[Entries from a point annotation set]
____________

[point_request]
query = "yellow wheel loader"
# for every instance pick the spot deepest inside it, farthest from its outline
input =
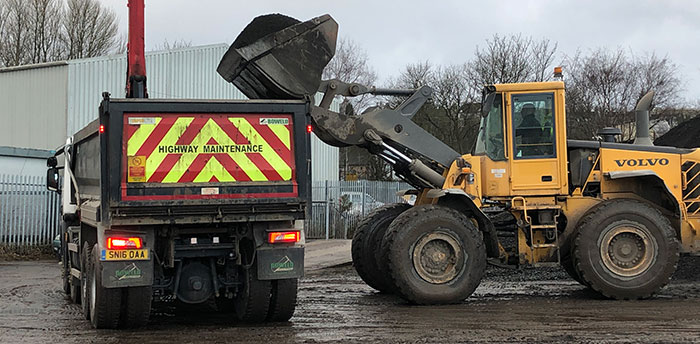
(615, 216)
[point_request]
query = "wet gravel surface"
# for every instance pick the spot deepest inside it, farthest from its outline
(335, 305)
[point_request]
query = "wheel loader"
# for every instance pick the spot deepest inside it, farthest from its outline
(615, 216)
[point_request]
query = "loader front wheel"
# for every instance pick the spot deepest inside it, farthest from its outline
(435, 255)
(366, 242)
(626, 249)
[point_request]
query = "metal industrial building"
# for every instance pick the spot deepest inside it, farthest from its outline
(40, 105)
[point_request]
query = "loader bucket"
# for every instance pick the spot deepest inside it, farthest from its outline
(278, 57)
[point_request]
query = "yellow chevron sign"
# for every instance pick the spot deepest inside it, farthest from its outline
(201, 148)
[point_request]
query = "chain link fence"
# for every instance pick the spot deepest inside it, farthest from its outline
(29, 213)
(339, 206)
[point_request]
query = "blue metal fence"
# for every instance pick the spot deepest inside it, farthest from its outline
(29, 213)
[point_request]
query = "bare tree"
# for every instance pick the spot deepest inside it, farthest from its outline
(351, 64)
(604, 87)
(90, 28)
(507, 59)
(452, 113)
(45, 30)
(16, 37)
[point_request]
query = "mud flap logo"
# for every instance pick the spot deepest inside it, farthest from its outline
(282, 265)
(271, 121)
(128, 272)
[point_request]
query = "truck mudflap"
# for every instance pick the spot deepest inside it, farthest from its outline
(280, 263)
(127, 273)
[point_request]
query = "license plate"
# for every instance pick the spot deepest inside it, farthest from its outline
(124, 255)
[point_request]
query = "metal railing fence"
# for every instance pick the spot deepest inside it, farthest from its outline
(29, 213)
(339, 206)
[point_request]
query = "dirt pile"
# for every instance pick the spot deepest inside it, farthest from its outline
(684, 135)
(262, 26)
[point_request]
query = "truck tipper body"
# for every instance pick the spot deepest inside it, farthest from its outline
(193, 201)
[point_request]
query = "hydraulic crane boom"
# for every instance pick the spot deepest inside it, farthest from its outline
(136, 60)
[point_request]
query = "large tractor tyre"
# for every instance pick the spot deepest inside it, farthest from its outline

____________

**TASK PROMPT:** How many of the lines above contain the word "yellow"? Give only the number.

**TASK RESULT:** 2